──────── EXTRACT TO READ ────────

Excerpts from Philipp Überbacher's message of 2011-06-26 04:38:27 +0200:
> Excerpts from lee's message of 2011-06-25 22:40:59 +0200:
> > Philipp Überbacher <hollunder@lavabit.com> writes:
> > 
> > > Excerpts from lee's message of 2011-06-25 20:06:48 +0200:
> > >> Philipp Überbacher <hollunder@lavabit.com> writes:
> > >> 
> > >> > The system waits for the root file system for a while and then
> > >> > drops into a shell with the (initramfs) prompt.
> > >> >
> > >> > There's no /dev/sd* or /dev/disk for some reason.
> > >> 
> > >> A few weeks ago I found that I was suddenly unable to boot a
> > >> self-compiled kernel after making a change to only one option which
> > >> wouldn't affect booting at all. The kernel couldn't find the root fs
> > >> and after some waiting put me into an emergency shell. Apparently the
> > >> lvm volumes the root fs resides on were unavailable for unknown
> > >> reasons.

────────

TASK OBJECTIVE:
Resume the email thread about the kernel that can't find its root file system, writing on from its last line.

──────── DATASET ────────

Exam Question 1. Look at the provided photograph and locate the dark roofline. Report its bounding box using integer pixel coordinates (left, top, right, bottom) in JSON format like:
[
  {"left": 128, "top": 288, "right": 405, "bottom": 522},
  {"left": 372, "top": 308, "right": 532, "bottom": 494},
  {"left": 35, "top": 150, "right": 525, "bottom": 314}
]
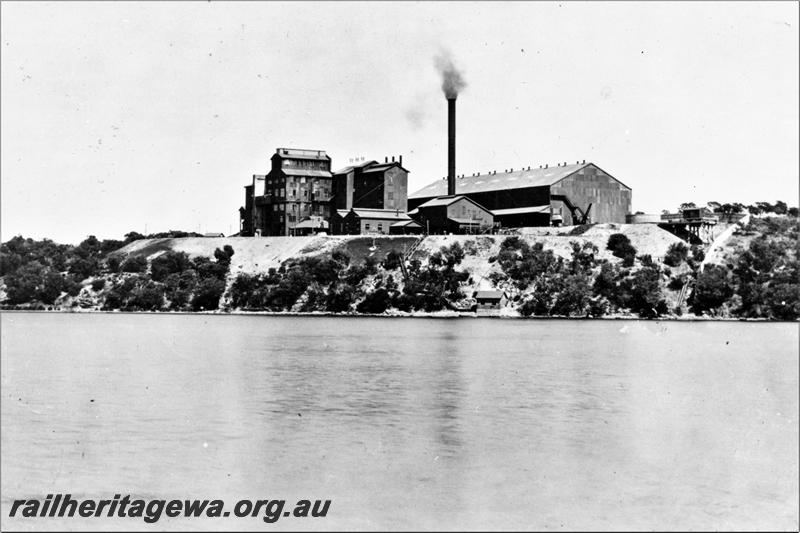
[
  {"left": 364, "top": 161, "right": 411, "bottom": 174},
  {"left": 416, "top": 194, "right": 494, "bottom": 216},
  {"left": 547, "top": 162, "right": 633, "bottom": 191}
]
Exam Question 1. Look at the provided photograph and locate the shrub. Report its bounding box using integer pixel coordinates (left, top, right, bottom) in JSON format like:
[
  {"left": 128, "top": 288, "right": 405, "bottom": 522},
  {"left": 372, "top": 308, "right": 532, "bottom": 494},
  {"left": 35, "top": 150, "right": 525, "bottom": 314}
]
[
  {"left": 127, "top": 280, "right": 164, "bottom": 311},
  {"left": 606, "top": 233, "right": 636, "bottom": 266},
  {"left": 325, "top": 283, "right": 355, "bottom": 313},
  {"left": 692, "top": 244, "right": 706, "bottom": 263},
  {"left": 150, "top": 251, "right": 192, "bottom": 281},
  {"left": 382, "top": 250, "right": 403, "bottom": 270},
  {"left": 192, "top": 277, "right": 225, "bottom": 311},
  {"left": 356, "top": 288, "right": 391, "bottom": 314},
  {"left": 120, "top": 256, "right": 147, "bottom": 272},
  {"left": 106, "top": 255, "right": 122, "bottom": 272},
  {"left": 620, "top": 267, "right": 668, "bottom": 318},
  {"left": 664, "top": 242, "right": 689, "bottom": 267},
  {"left": 692, "top": 265, "right": 733, "bottom": 315}
]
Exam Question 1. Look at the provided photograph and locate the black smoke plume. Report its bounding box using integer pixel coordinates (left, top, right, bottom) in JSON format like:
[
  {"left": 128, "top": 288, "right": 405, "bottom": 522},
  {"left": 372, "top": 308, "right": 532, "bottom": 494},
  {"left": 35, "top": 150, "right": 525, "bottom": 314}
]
[{"left": 433, "top": 51, "right": 467, "bottom": 98}]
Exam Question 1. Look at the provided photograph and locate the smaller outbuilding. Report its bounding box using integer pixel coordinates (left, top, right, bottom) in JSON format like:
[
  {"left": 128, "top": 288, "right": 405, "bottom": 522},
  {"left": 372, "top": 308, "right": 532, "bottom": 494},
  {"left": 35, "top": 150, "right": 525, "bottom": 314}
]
[
  {"left": 409, "top": 195, "right": 494, "bottom": 234},
  {"left": 334, "top": 207, "right": 411, "bottom": 235},
  {"left": 389, "top": 219, "right": 425, "bottom": 235},
  {"left": 474, "top": 290, "right": 508, "bottom": 309},
  {"left": 292, "top": 216, "right": 328, "bottom": 237}
]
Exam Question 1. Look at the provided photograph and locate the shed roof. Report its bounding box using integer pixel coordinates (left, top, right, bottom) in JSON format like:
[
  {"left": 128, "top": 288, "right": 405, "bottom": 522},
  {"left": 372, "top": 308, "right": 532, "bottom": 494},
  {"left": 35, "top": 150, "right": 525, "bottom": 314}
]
[
  {"left": 364, "top": 161, "right": 408, "bottom": 173},
  {"left": 475, "top": 291, "right": 505, "bottom": 300},
  {"left": 351, "top": 207, "right": 410, "bottom": 220},
  {"left": 418, "top": 194, "right": 491, "bottom": 215},
  {"left": 408, "top": 163, "right": 608, "bottom": 198},
  {"left": 492, "top": 205, "right": 550, "bottom": 217},
  {"left": 448, "top": 217, "right": 483, "bottom": 226},
  {"left": 334, "top": 160, "right": 378, "bottom": 174},
  {"left": 392, "top": 219, "right": 422, "bottom": 228},
  {"left": 272, "top": 148, "right": 330, "bottom": 161},
  {"left": 295, "top": 218, "right": 328, "bottom": 229},
  {"left": 281, "top": 168, "right": 333, "bottom": 178}
]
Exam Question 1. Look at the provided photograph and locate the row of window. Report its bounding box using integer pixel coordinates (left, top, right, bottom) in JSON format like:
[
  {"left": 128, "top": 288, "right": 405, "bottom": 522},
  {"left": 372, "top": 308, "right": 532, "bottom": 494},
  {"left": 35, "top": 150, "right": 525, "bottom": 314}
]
[{"left": 282, "top": 159, "right": 330, "bottom": 170}]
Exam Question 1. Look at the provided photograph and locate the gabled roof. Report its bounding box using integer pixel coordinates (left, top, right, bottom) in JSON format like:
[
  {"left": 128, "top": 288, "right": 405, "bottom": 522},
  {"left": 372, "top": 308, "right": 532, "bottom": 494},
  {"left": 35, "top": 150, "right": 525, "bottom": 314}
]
[
  {"left": 492, "top": 205, "right": 550, "bottom": 217},
  {"left": 281, "top": 168, "right": 333, "bottom": 178},
  {"left": 412, "top": 194, "right": 491, "bottom": 213},
  {"left": 272, "top": 148, "right": 330, "bottom": 161},
  {"left": 417, "top": 194, "right": 466, "bottom": 209},
  {"left": 408, "top": 163, "right": 619, "bottom": 198},
  {"left": 350, "top": 207, "right": 410, "bottom": 220},
  {"left": 447, "top": 217, "right": 483, "bottom": 226},
  {"left": 364, "top": 161, "right": 408, "bottom": 173},
  {"left": 392, "top": 219, "right": 422, "bottom": 228},
  {"left": 475, "top": 290, "right": 506, "bottom": 300},
  {"left": 295, "top": 219, "right": 328, "bottom": 229},
  {"left": 334, "top": 160, "right": 378, "bottom": 174}
]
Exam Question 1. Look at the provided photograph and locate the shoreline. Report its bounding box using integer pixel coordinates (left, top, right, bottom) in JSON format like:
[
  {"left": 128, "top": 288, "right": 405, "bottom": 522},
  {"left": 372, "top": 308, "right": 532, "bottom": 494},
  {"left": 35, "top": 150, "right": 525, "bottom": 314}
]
[{"left": 0, "top": 309, "right": 800, "bottom": 324}]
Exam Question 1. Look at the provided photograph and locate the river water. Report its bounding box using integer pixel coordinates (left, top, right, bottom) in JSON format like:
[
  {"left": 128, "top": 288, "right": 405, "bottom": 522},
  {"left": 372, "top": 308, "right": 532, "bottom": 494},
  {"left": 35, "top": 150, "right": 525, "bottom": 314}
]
[{"left": 0, "top": 313, "right": 798, "bottom": 530}]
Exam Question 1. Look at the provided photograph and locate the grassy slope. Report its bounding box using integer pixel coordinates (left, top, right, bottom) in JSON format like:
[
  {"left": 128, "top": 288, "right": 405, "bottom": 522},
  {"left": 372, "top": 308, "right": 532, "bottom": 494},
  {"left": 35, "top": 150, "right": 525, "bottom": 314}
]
[{"left": 111, "top": 224, "right": 680, "bottom": 312}]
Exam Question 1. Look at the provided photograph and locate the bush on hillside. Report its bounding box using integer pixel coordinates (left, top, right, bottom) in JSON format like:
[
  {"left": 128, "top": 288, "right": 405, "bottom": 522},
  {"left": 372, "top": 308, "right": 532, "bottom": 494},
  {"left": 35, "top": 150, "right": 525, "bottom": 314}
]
[
  {"left": 664, "top": 242, "right": 689, "bottom": 267},
  {"left": 120, "top": 256, "right": 147, "bottom": 273}
]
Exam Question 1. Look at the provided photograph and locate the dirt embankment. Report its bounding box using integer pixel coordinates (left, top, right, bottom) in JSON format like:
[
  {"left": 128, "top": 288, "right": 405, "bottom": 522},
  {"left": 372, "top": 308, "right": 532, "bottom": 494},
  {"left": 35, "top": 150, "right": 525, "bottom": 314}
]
[{"left": 116, "top": 224, "right": 681, "bottom": 296}]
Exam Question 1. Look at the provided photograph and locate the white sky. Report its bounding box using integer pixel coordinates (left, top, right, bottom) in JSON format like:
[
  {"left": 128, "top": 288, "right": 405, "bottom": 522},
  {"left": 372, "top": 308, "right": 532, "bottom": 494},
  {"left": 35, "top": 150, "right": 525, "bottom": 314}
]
[{"left": 0, "top": 2, "right": 800, "bottom": 242}]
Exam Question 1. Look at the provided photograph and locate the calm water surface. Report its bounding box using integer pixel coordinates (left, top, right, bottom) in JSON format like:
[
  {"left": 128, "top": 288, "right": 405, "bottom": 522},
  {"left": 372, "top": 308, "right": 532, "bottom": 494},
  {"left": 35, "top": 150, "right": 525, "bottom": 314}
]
[{"left": 0, "top": 313, "right": 798, "bottom": 530}]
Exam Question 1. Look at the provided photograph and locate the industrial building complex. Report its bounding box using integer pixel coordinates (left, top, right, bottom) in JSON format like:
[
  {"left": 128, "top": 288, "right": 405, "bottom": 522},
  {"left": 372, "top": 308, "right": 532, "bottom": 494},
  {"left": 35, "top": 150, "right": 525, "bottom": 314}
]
[{"left": 239, "top": 89, "right": 631, "bottom": 236}]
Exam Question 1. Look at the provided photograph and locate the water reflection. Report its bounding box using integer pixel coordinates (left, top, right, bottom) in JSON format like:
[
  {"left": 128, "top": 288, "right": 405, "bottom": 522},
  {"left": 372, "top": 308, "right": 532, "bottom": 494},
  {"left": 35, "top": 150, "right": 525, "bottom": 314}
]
[{"left": 0, "top": 314, "right": 798, "bottom": 529}]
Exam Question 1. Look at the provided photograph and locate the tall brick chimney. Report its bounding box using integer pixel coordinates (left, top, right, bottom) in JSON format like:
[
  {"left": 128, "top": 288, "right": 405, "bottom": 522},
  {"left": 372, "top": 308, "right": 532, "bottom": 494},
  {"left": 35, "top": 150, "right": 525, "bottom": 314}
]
[{"left": 447, "top": 96, "right": 456, "bottom": 196}]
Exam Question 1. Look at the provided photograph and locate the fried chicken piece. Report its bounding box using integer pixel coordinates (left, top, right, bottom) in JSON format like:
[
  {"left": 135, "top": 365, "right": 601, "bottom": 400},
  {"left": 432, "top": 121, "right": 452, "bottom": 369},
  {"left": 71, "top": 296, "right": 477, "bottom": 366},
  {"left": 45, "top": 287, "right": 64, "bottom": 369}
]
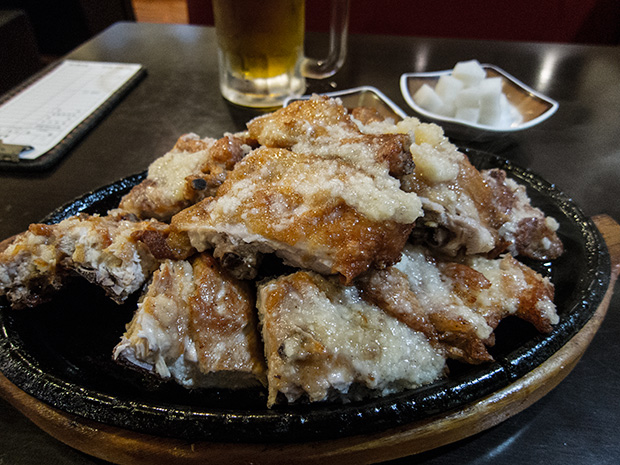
[
  {"left": 0, "top": 224, "right": 67, "bottom": 309},
  {"left": 172, "top": 148, "right": 420, "bottom": 282},
  {"left": 113, "top": 254, "right": 265, "bottom": 388},
  {"left": 0, "top": 210, "right": 194, "bottom": 308},
  {"left": 247, "top": 96, "right": 360, "bottom": 149},
  {"left": 247, "top": 96, "right": 414, "bottom": 178},
  {"left": 55, "top": 212, "right": 189, "bottom": 303},
  {"left": 119, "top": 134, "right": 250, "bottom": 221},
  {"left": 357, "top": 245, "right": 559, "bottom": 363},
  {"left": 258, "top": 271, "right": 445, "bottom": 407},
  {"left": 481, "top": 168, "right": 564, "bottom": 260},
  {"left": 398, "top": 119, "right": 562, "bottom": 259}
]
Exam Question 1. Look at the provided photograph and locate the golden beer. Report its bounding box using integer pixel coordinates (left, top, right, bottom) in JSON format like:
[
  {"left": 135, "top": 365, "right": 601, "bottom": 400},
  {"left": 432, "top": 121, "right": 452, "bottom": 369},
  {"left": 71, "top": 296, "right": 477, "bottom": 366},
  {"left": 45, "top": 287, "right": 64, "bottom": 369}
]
[{"left": 213, "top": 0, "right": 305, "bottom": 80}]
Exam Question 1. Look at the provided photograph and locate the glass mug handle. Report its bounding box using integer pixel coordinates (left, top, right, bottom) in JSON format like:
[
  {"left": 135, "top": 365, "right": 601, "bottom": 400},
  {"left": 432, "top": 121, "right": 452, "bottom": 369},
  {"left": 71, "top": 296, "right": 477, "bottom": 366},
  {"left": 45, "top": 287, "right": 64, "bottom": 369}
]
[{"left": 301, "top": 0, "right": 349, "bottom": 79}]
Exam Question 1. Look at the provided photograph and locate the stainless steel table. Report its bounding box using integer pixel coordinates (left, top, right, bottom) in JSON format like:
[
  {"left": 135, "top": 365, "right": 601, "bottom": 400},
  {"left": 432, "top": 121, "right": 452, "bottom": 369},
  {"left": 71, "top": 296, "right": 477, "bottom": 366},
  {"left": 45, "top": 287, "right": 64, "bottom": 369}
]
[{"left": 0, "top": 23, "right": 620, "bottom": 465}]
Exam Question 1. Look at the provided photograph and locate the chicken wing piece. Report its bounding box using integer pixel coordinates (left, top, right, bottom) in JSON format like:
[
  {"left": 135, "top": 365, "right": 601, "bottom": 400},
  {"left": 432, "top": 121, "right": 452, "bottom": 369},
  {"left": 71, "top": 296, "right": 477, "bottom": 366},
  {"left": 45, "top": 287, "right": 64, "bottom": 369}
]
[
  {"left": 258, "top": 271, "right": 445, "bottom": 407},
  {"left": 357, "top": 245, "right": 559, "bottom": 363},
  {"left": 0, "top": 210, "right": 194, "bottom": 308},
  {"left": 171, "top": 148, "right": 421, "bottom": 282},
  {"left": 398, "top": 119, "right": 562, "bottom": 258},
  {"left": 119, "top": 134, "right": 250, "bottom": 221},
  {"left": 481, "top": 169, "right": 564, "bottom": 260},
  {"left": 114, "top": 254, "right": 265, "bottom": 388},
  {"left": 0, "top": 224, "right": 67, "bottom": 309}
]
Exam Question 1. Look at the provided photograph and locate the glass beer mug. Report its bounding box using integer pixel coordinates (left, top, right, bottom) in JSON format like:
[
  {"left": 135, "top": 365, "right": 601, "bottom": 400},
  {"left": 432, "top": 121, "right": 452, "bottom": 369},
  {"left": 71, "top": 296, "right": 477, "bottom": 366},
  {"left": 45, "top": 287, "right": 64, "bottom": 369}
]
[{"left": 213, "top": 0, "right": 349, "bottom": 108}]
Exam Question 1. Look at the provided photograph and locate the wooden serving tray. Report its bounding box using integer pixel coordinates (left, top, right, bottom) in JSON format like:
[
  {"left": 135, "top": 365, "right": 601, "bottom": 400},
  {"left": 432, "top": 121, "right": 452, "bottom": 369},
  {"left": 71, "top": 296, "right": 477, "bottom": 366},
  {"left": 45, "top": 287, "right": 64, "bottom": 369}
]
[{"left": 0, "top": 215, "right": 620, "bottom": 465}]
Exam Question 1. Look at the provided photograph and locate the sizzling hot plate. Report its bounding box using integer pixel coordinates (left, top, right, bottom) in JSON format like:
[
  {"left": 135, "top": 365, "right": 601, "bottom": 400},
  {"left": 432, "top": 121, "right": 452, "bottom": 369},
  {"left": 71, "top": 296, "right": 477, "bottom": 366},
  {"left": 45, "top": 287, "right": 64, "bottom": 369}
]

────────

RESULT FOR THIS EXERCISE:
> > >> 
> > >> Fortunately, kernels from Debian packages still boot. I haven't found
> > >> a solution other than to run stock kernels yet. The only thing I
> > >> could find out is that it eventually has something to do with the
> > >> initramfs not being built correctly by the update-initramfs tool.
> > >
> > > Thanks lee, I think I saw a bug report regarding your
> > > problem. However, in my case no LVM is involved. Could it be that the
> > > initramfs is messed up for some reason?
> > 
> > The initramfs image for a particular kernel comes in a Debian package
> > with the kernel, doesn't it? If generating the images were to produce
> > broken images, wouldn't there be quite a few people having similar
> > problems? I really don't know ...
> > 
> > What if you install a more recent kernel from a rescue system?
> 
> I managed to install the normal most recent kernel (.32-5) by chroot
> and it doesn't boot either. In addition I uninstalled mdadm to make sure
> it's not the cause of those issues, yet no luck, it fails at
> init-bottom because it doesn't manage to mount root.
> Could it be that grub2 can't handle a jfs root? I'm pretty much out of
> ideas. I'll try downgrading to grub1 tomorrow..

Well, after downgrading to grub1 the system still doesn't boot, so it
seems like grub2 was the trigger but isn't the problem.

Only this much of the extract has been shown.